__Goal__:
Quote the line containing "Where can you spot the person wearing mask" and all lines that follow it in the listing below, exactly as written.

Records of labeled points
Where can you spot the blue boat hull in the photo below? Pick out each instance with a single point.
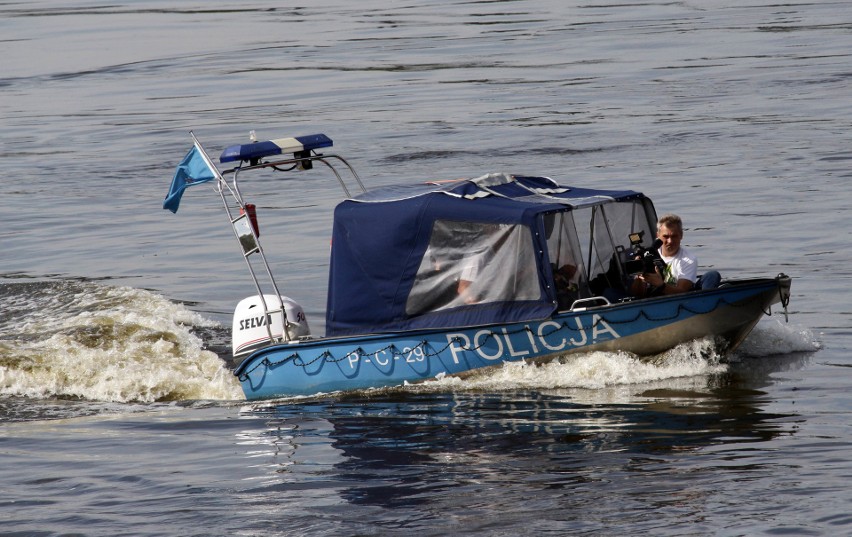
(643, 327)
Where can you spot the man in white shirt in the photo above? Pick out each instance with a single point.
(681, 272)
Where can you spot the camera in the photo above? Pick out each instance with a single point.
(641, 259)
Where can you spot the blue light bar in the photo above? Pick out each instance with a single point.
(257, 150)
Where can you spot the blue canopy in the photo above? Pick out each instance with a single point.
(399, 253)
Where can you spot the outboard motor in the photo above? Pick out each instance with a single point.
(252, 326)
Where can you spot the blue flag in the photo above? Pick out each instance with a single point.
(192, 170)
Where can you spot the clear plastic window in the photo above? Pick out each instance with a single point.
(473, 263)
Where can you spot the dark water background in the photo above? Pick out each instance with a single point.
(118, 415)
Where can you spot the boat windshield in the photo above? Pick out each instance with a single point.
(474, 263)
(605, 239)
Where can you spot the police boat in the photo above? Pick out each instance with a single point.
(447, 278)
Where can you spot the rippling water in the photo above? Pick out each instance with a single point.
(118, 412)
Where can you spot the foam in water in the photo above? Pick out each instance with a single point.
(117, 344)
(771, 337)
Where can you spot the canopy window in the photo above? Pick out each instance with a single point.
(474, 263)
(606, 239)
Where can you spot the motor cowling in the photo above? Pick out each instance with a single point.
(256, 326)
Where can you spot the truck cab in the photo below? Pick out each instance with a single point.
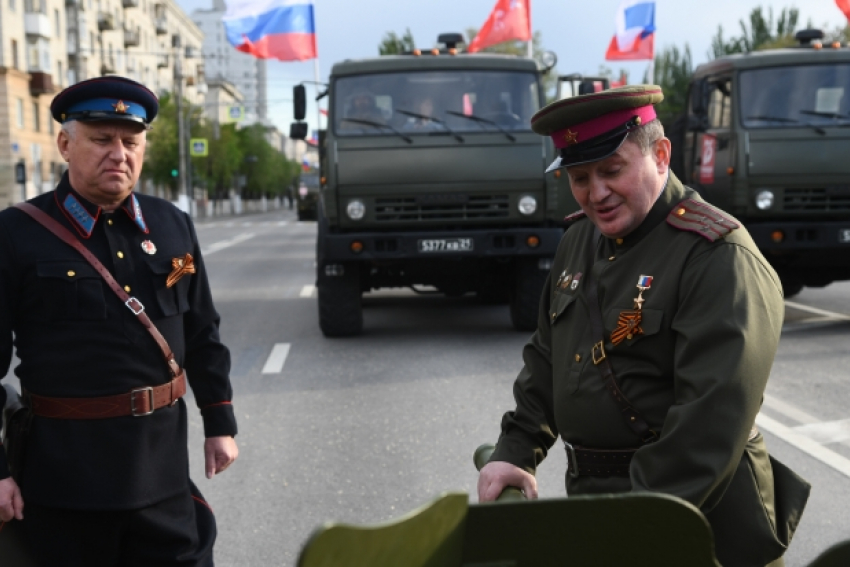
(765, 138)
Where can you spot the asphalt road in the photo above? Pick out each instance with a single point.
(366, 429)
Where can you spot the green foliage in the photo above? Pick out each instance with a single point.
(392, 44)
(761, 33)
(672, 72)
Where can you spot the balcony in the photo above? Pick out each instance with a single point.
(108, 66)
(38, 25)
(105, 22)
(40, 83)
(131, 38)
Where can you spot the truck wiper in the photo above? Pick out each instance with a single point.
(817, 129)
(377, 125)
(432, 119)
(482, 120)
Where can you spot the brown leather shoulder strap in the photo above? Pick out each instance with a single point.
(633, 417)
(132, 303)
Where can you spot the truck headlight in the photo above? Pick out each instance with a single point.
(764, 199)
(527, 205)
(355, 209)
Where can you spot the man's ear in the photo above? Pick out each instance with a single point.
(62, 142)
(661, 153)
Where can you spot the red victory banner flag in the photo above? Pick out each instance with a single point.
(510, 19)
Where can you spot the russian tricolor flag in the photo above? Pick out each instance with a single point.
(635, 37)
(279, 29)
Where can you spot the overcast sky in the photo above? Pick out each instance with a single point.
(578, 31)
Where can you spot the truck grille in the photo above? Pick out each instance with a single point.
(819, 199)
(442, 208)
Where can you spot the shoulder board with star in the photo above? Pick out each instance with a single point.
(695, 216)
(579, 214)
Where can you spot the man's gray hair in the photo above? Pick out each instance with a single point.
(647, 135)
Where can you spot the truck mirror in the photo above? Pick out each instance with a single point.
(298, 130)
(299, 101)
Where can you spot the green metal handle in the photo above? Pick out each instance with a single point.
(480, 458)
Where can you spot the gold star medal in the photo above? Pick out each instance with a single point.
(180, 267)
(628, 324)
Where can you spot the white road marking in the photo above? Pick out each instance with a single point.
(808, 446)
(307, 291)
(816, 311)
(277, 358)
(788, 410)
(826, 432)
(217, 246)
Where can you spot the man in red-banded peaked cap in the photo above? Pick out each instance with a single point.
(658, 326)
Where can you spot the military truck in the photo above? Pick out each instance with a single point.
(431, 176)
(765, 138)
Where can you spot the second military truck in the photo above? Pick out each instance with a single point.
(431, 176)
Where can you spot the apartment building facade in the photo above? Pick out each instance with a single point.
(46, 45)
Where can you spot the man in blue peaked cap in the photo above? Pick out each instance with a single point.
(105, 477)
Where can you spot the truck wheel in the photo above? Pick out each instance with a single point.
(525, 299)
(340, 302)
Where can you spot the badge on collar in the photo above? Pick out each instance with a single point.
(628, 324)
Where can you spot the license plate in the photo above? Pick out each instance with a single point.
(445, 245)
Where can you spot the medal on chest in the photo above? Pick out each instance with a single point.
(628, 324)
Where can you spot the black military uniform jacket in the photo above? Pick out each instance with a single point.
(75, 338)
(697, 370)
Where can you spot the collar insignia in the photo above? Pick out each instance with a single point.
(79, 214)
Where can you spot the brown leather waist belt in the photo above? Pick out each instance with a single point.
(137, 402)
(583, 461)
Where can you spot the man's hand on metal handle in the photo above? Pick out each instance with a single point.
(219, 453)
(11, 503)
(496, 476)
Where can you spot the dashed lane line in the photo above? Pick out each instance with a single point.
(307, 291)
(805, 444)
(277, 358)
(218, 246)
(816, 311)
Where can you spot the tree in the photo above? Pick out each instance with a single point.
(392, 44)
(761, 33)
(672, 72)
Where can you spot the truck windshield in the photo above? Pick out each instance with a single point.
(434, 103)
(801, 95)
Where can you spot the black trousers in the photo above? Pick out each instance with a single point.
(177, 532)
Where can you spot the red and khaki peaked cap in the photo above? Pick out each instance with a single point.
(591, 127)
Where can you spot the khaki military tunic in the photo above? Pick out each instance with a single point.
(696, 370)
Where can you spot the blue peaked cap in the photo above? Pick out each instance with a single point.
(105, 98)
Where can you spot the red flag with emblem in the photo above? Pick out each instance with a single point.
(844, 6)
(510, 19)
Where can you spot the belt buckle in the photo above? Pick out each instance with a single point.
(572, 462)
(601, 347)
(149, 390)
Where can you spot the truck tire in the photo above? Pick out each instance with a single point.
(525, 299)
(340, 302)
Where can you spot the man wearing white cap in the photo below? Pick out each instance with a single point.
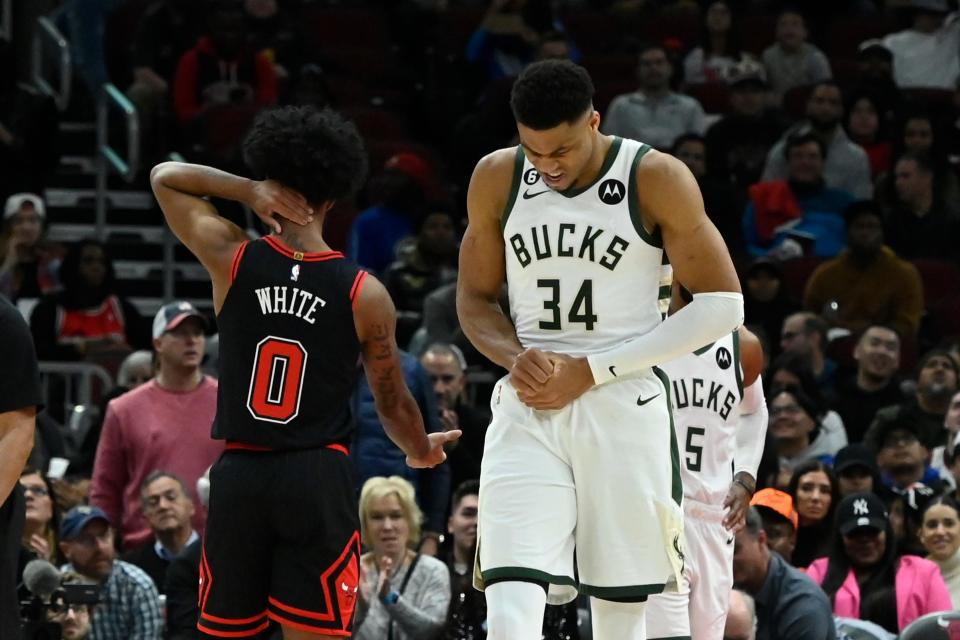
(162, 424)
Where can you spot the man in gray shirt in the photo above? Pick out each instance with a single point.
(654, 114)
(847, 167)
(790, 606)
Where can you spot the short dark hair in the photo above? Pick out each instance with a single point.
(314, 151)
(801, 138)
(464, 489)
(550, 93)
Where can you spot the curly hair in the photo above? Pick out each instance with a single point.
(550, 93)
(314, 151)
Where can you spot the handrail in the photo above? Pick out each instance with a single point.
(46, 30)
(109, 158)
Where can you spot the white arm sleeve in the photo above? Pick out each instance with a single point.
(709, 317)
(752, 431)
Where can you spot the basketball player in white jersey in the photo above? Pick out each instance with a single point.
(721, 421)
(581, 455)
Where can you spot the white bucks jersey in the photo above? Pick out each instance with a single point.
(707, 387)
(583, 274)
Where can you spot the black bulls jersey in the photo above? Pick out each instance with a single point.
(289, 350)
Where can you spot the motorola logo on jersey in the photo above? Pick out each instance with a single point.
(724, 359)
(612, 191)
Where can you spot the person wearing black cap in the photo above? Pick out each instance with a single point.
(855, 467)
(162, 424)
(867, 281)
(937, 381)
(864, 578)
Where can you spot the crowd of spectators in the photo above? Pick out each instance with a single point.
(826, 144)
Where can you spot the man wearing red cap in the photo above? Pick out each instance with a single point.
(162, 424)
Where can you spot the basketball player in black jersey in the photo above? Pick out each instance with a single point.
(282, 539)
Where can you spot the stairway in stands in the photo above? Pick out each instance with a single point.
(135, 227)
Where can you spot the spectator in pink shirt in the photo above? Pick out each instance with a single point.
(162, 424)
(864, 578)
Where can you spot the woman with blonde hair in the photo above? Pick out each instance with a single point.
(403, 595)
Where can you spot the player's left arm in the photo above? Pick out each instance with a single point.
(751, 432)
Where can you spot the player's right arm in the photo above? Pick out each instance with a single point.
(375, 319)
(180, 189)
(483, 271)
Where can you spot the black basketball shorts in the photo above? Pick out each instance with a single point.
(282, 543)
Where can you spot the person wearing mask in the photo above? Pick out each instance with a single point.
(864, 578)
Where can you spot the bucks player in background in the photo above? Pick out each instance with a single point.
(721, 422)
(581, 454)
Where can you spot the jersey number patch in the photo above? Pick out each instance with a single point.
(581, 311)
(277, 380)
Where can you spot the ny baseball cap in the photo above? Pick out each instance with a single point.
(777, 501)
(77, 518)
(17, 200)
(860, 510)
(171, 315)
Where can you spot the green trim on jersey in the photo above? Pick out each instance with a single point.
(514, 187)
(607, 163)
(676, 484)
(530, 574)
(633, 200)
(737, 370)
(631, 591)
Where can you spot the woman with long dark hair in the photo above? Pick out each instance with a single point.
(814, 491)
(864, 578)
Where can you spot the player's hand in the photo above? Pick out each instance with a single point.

__Output for this task__:
Where can you spot the person wearing mask in the photo above? Pick out each instance with a single point.
(864, 578)
Where can you spot the bucks player in background in the photo above? Pick out each instance with a single point.
(721, 422)
(581, 454)
Where can you spot the jersey number patch in the photo above? Pick out each instance with a single point.
(581, 311)
(277, 380)
Where can you spot the ny baseball cap in the photo above? Pick out each instance with a single point.
(777, 501)
(77, 518)
(17, 200)
(860, 510)
(171, 315)
Where can you spot the green trim on jersey in the photo above? Pick out each instance with a single point.
(514, 187)
(607, 163)
(676, 484)
(530, 574)
(633, 200)
(737, 370)
(631, 591)
Where can you spot the woman with long dark hair in the photo above? Pick out each instance with a single point.
(814, 491)
(864, 578)
Where can you spot the player's hand in the photo above? Pick out each instance with a single point.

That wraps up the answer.